- EXERCISE BRIEF: Repeat every entry word for word, but leave the images out of your copy.

>> Begin MATERIAL PROVIDED

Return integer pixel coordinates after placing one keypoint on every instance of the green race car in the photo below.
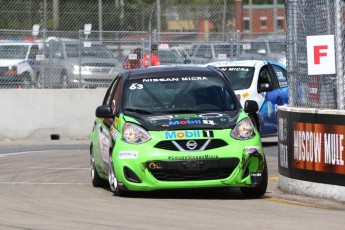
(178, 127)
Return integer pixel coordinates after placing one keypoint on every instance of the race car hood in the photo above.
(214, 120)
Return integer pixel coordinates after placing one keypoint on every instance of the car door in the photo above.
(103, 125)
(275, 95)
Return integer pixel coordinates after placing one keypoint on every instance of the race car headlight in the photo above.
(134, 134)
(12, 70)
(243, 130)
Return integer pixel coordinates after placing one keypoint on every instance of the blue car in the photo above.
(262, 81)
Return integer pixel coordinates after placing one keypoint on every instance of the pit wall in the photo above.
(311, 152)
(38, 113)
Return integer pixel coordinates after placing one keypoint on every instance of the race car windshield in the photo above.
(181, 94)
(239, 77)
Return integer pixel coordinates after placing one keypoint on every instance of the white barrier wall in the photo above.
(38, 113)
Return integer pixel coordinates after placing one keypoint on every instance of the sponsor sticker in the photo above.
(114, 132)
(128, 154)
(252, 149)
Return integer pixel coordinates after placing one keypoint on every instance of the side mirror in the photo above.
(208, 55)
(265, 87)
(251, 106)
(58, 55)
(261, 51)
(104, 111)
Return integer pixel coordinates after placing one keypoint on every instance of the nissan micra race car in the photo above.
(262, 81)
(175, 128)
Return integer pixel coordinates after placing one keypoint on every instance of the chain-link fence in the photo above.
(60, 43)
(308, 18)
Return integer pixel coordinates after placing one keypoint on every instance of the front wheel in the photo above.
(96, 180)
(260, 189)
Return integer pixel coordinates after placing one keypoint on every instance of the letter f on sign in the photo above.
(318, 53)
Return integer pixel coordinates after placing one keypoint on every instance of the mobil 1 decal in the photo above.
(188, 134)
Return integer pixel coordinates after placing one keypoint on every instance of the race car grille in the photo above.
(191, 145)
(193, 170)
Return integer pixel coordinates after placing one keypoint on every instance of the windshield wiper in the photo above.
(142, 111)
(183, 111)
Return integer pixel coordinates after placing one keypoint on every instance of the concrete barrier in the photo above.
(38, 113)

>> End MATERIAL PROVIDED

- EXERCISE SOLUTION:
Return integer pixel coordinates after placing one keypoint on every instance of the green race car in the photo below.
(178, 127)
Return integer pixel coordinates after placing one keypoint on every instance of the race car hood in the photo above.
(214, 120)
Return integer pixel coordinates after placing one keypoint on every instance of the car door in the photo above.
(103, 125)
(275, 95)
Return integer pixel coordinates after placing one keypoint on every instance of the race car headlight in the photo above.
(134, 134)
(12, 70)
(243, 130)
Return integer pixel coordinates after placing one keypoint on every instance of the blue car in the photo above.
(262, 81)
Return integer pixel coordinates after placing one keypoint on every instance of the pit wall in the photo above.
(311, 152)
(38, 113)
Return integer pixel coordinates after placing one keypoint on every instance of the race car windshield in the photo above.
(181, 94)
(239, 77)
Return integer pixel coordinates after placing one keypoint on every instance of the white barrier wall in the photo above.
(38, 113)
Return integer pixel coordinates after placing one keypoint on every instance of the sponsor sticker in the photo above.
(114, 132)
(128, 154)
(252, 149)
Return integer pixel coordinates after placing one keypoint on every instance of the side mirror in the photo above.
(208, 55)
(265, 87)
(251, 106)
(58, 55)
(261, 51)
(104, 111)
Return integer pixel coordinates after placing one keypoint on every instance of the nissan micra race car in the photo above.
(262, 81)
(175, 128)
Return integer pixel coordinates after placing one keypoint on every instance of the chain-link fence in the photo above.
(60, 43)
(308, 18)
Return integer pixel coordinates after placing one keypoint on every instance of the front wheel in the photo above.
(96, 180)
(260, 189)
Return integer pixel coordinates after placing one keypoint on every instance of the letter f on sign in the photo above.
(318, 53)
Return integer pixel coordinates after placing one keypoint on every instance of the mobil 1 decal in the photo above.
(188, 134)
Return integer pixel coordinates after placing one keypoint on every instance of the race car grille in the photo above.
(191, 145)
(193, 170)
Return integer pixel coordinates after placing one keypoint on every instance of the windshield wiper in the photo above.
(142, 111)
(183, 111)
Return integer pixel coordinates after placing one keypoint on every instance of the concrete barrier in the photo above.
(38, 113)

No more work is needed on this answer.